- **GIVEN REQUEST 1**
Extract the stretch of the Bolt upgrade thread from "## jcthorne (Jan" through "the older model.", copying it word for word.

- **SOURCE TEXT**
# How many Roamio Plus/Pro will upgrade to a 6 tuner Bolt



## lessd (Jan 23, 2005)

I want to find out how many people will upgrade their Roamio Plus/Pro to a new 6 tuner Bolt if the All in price is under $1100 (Roamio Plus are going on E-Bay now for close to $900), five options to consider. Assume that the curved case uses the small hard drive now used the 4 tuner Bolt.


----------



## moyekj (Jan 24, 2006)

With the ridiculous All In price - no way. And I refuse to pay recurring charges for service as well, so no for me unless All In prices go down to reasonable levels. Just not enough compelling reasons for the price especially if SkipMode does get extended to all markets for series 5 units. Also the hardware is not all better than Roamio even if/when 6 tuner Bolt is available - the built in Stream is a significant downgrade.


----------



## jcthorne (Jan 28, 2002)

When Bolt came out as an upgrade to the Roamio basic it offered a few significant additional features differentiating it from the older model.

Plex with full HD video
Quickstream
Skip mode

A faster interface and the promise of built in stream capabilities.

- **PROVIDED DATA**
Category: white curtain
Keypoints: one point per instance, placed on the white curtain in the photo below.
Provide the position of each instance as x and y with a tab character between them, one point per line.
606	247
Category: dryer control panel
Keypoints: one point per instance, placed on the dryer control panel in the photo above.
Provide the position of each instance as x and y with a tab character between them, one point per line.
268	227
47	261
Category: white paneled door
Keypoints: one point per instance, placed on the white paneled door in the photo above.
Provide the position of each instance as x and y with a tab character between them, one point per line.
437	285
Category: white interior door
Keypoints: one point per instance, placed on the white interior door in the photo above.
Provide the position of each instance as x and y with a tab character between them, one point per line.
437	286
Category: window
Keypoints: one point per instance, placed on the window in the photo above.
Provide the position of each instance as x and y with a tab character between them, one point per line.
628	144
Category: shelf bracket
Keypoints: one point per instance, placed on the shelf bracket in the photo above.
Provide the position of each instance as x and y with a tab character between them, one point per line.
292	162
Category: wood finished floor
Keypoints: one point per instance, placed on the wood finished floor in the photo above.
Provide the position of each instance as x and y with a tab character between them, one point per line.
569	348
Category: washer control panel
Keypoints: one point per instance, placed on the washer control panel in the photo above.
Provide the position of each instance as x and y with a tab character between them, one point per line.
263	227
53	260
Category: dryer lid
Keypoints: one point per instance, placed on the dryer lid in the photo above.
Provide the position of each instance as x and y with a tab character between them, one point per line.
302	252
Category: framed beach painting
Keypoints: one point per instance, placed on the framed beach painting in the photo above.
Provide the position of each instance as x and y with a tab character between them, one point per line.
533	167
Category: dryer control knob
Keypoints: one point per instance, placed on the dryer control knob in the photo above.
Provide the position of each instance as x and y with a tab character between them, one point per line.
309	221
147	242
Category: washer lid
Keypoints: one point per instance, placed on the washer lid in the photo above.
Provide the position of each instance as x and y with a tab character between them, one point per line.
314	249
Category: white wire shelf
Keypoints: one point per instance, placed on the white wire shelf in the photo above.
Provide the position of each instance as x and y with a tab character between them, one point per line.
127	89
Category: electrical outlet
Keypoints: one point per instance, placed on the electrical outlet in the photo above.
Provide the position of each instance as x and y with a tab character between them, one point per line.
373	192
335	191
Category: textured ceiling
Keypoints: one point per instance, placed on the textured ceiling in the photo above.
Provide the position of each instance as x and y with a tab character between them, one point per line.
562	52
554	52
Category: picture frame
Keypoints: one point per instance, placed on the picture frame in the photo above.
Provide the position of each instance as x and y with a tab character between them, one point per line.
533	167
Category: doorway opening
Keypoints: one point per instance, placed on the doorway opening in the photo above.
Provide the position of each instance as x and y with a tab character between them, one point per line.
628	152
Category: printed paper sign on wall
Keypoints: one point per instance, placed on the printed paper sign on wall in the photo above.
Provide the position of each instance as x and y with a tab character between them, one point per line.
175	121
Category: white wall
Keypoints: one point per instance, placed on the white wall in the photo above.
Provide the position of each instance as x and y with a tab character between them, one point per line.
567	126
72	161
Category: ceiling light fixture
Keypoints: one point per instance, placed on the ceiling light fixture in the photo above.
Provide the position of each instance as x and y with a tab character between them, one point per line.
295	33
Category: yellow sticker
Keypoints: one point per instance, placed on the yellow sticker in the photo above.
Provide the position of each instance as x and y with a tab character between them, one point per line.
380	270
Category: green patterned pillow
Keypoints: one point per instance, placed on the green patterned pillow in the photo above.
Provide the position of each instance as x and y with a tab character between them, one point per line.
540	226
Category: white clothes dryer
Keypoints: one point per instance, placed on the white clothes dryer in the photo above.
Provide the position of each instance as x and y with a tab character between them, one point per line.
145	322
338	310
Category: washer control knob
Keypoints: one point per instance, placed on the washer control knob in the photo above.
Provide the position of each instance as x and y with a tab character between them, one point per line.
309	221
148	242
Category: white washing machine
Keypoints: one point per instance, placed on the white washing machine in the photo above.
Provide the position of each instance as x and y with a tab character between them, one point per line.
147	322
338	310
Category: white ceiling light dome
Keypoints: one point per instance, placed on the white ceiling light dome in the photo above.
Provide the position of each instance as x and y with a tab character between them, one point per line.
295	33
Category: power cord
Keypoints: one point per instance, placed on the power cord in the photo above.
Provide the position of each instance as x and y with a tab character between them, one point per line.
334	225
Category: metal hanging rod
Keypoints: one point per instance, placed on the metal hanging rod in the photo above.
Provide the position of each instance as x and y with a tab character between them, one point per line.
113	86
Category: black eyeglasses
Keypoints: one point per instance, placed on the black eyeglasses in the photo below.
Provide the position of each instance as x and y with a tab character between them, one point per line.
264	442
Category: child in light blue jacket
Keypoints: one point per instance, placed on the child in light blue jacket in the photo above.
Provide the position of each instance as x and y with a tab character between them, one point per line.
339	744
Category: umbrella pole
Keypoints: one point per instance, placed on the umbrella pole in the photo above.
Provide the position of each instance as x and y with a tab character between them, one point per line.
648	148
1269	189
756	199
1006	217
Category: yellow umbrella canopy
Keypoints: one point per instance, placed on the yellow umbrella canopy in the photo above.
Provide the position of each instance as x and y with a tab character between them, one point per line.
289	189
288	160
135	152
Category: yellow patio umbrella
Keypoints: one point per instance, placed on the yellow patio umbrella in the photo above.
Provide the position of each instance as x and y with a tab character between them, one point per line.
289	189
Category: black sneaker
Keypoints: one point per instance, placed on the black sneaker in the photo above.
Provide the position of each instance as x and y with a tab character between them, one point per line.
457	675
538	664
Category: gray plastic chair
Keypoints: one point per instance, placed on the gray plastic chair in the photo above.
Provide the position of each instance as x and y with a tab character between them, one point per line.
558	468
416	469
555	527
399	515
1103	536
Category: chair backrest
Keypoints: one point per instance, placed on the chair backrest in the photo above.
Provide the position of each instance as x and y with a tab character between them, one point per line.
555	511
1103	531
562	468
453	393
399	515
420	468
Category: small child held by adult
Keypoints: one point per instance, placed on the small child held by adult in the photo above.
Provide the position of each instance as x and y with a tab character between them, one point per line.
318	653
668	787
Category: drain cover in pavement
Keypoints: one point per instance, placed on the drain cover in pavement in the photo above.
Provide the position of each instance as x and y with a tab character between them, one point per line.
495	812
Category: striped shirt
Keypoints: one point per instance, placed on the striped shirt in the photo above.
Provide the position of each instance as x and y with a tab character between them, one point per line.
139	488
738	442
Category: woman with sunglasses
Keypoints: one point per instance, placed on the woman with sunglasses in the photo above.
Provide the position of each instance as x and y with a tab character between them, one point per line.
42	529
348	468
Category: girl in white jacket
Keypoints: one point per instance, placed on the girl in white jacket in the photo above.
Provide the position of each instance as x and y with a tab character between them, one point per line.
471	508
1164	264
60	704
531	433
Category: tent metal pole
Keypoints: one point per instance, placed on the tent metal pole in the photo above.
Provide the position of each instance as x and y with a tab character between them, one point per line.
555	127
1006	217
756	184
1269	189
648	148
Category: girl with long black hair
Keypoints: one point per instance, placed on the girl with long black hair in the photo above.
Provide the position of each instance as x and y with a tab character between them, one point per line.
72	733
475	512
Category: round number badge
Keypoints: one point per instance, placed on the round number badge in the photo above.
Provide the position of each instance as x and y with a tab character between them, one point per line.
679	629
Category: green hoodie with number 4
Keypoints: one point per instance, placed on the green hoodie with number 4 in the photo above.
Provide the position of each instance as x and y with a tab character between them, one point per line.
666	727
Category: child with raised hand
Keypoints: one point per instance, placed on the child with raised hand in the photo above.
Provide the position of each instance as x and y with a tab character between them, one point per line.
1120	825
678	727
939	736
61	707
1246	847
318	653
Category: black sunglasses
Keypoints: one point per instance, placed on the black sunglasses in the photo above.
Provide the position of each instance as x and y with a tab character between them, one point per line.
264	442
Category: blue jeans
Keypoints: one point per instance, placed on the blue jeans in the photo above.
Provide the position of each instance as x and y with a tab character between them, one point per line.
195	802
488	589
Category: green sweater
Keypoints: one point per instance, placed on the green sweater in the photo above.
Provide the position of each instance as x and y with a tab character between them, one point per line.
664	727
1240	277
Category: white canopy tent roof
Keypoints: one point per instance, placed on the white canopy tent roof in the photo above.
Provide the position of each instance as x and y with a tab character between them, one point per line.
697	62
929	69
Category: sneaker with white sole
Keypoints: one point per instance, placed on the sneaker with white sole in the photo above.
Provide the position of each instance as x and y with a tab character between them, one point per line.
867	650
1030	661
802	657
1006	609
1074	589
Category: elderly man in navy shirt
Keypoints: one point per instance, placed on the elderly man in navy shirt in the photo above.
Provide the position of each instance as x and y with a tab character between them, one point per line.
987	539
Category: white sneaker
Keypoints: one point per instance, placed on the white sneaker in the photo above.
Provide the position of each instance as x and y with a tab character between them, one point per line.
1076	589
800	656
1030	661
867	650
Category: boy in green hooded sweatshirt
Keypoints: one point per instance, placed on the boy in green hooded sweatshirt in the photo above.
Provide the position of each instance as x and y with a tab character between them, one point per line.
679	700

- **GIVEN REQUEST 2**
Put the stretch of the records from the line containing "Category: green sweater" through the end of the records into a numbered list, leaving out blank lines.

- **RESPONSE 1**
## jcthorne (Jan 28, 2002)

When Bolt came out as an upgrade to the Roamio basic it offered a few significant additional features differentiating it from the older model.

- **RESPONSE 2**
1. Category: green sweater
2. Keypoints: one point per instance, placed on the green sweater in the photo above.
3. Provide the position of each instance as x and y with a tab character between them, one point per line.
4. 664	727
5. 1240	277
6. Category: white canopy tent roof
7. Keypoints: one point per instance, placed on the white canopy tent roof in the photo above.
8. Provide the position of each instance as x and y with a tab character between them, one point per line.
9. 697	62
10. 929	69
11. Category: sneaker with white sole
12. Keypoints: one point per instance, placed on the sneaker with white sole in the photo above.
13. Provide the position of each instance as x and y with a tab character between them, one point per line.
14. 867	650
15. 1030	661
16. 802	657
17. 1006	609
18. 1074	589
19. Category: elderly man in navy shirt
20. Keypoints: one point per instance, placed on the elderly man in navy shirt in the photo above.
21. Provide the position of each instance as x and y with a tab character between them, one point per line.
22. 987	539
23. Category: white sneaker
24. Keypoints: one point per instance, placed on the white sneaker in the photo above.
25. Provide the position of each instance as x and y with a tab character between them, one point per line.
26. 1076	589
27. 800	656
28. 1030	661
29. 867	650
30. Category: boy in green hooded sweatshirt
31. Keypoints: one point per instance, placed on the boy in green hooded sweatshirt in the photo above.
32. Provide the position of each instance as x and y with a tab character between them, one point per line.
33. 679	700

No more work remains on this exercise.